GOAL OF THE EXERCISE
Print the listing below exactly.

ITEMS
[Begin]

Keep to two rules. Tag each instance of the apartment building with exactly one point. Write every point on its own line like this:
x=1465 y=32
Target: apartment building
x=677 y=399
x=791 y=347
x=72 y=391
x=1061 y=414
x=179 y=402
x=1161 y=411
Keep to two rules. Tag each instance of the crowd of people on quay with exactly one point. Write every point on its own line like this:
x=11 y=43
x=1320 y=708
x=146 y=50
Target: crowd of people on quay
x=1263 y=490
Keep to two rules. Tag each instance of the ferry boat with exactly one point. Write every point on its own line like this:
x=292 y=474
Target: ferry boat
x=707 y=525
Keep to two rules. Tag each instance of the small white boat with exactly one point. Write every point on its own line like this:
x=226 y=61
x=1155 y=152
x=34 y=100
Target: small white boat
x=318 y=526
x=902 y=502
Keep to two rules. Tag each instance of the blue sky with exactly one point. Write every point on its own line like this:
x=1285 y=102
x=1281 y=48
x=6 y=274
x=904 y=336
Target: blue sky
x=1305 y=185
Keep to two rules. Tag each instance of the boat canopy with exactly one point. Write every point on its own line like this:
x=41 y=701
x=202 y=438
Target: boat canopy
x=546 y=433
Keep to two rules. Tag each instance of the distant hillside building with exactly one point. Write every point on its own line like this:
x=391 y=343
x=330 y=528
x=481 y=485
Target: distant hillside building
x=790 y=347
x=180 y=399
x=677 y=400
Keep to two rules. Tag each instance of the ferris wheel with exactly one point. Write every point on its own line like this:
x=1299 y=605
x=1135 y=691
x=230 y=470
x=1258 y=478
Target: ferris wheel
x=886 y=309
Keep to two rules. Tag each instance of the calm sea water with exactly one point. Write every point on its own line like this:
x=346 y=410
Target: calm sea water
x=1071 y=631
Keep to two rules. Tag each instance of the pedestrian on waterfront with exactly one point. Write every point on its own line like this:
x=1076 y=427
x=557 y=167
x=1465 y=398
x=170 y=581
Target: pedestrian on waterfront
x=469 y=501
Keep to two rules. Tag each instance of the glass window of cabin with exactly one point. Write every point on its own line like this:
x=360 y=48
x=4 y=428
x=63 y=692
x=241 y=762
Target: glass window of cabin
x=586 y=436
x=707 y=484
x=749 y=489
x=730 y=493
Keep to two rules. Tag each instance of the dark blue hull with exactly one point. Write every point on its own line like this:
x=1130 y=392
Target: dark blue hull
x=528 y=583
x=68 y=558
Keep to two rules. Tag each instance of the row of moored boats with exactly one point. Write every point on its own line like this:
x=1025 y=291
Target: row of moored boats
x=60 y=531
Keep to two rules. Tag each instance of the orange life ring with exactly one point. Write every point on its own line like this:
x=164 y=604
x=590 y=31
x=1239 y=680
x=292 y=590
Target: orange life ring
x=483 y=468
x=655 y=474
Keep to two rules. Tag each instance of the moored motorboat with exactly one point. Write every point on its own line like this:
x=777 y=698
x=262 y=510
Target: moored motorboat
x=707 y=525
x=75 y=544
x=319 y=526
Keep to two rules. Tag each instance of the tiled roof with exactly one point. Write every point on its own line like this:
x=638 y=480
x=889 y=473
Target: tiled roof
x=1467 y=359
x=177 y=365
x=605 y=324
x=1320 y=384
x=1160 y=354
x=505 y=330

[End]

OUTPUT OF THE EXERCISE
Keep to two rules. Tag each instance of the apartment building with exactly one point. Write every point on its own line like this:
x=1465 y=32
Target: apartment building
x=677 y=399
x=791 y=347
x=72 y=391
x=1061 y=414
x=179 y=402
x=1161 y=411
Keep to two rules. Tag each instance of the crowd of people on quay with exactly one point. Write every point on its own line like this:
x=11 y=43
x=1320 y=708
x=146 y=50
Target: crowd of people on quay
x=1263 y=490
Keep to two rules. Tag each instance of the ferry boat with exactly one point. Write every point on its own line like this:
x=292 y=474
Target: ferry boat
x=707 y=525
Keep to two rules. Tag each instance of the small white boat with exactly one point. Write every point on its own line like this:
x=226 y=61
x=1155 y=152
x=34 y=100
Target: small white boat
x=318 y=526
x=902 y=502
Keep to two rules. Tag each instance of the blue sky with exactly one point. Write every point on its own line like this:
x=1285 y=102
x=1281 y=48
x=6 y=274
x=904 y=336
Target: blue sky
x=1305 y=185
Keep to two rules. Tag each instance of the boat canopy with exactly one point. Write every point on its own line like this:
x=41 y=701
x=202 y=438
Target: boat canopy
x=546 y=433
Keep to two rules. Tag each instance of the distant hillside building with exactly one point. Write every point on its own line like this:
x=391 y=343
x=330 y=528
x=481 y=485
Target: distant hillside building
x=790 y=347
x=180 y=399
x=677 y=400
Keep to two rules. Tag each instance of the ferris wheel with exactly one point. Write every point on its own line like this:
x=1299 y=605
x=1135 y=691
x=230 y=470
x=1258 y=478
Target: ferris wheel
x=886 y=309
Keep to two rules. Tag each instance of the calm sea water with exactly one point. Write every point on its own line like this:
x=346 y=410
Target: calm sea water
x=1071 y=631
Keep to two rules. Tag each instance of the pedestrian on waterfront with exactly one point. Write every point on its own line like this:
x=1076 y=427
x=557 y=167
x=1465 y=398
x=170 y=581
Target: pedestrian on waterfront
x=469 y=501
Keep to two rules. Tag each instance of the glass window of cabin with exactly one point. Write every point on its own line like this:
x=360 y=48
x=4 y=428
x=63 y=692
x=241 y=762
Target: glass window of cabin
x=586 y=436
x=707 y=484
x=749 y=489
x=730 y=493
Keep to two rules. Tag each instance of the dark blue hull with exactly one point. Write every point on its own line like this:
x=1130 y=392
Target: dark blue hull
x=528 y=583
x=68 y=558
Keep to two rules. Tag each instance of the row of moored boats with exactly one point. Write every point on its own line like this:
x=1025 y=291
Target: row of moored boats
x=60 y=531
Keep to two rules. Tag each instance of the orange life ring with exactly one point. Write every point on its own line like this:
x=164 y=604
x=590 y=31
x=1239 y=680
x=292 y=590
Target: orange life ring
x=483 y=468
x=655 y=474
Keep to two rules. Tag each instance of the moored motorboat with exactly one point. Write every point on its own line like this:
x=777 y=698
x=262 y=510
Target: moored motorboat
x=707 y=525
x=75 y=544
x=319 y=526
Keep to two rules. Tag each instance of the tiled roof with exactly one point. Write every point on its own line like this:
x=638 y=480
x=889 y=473
Target: tiled roof
x=1467 y=359
x=177 y=365
x=605 y=324
x=1320 y=384
x=1160 y=354
x=505 y=330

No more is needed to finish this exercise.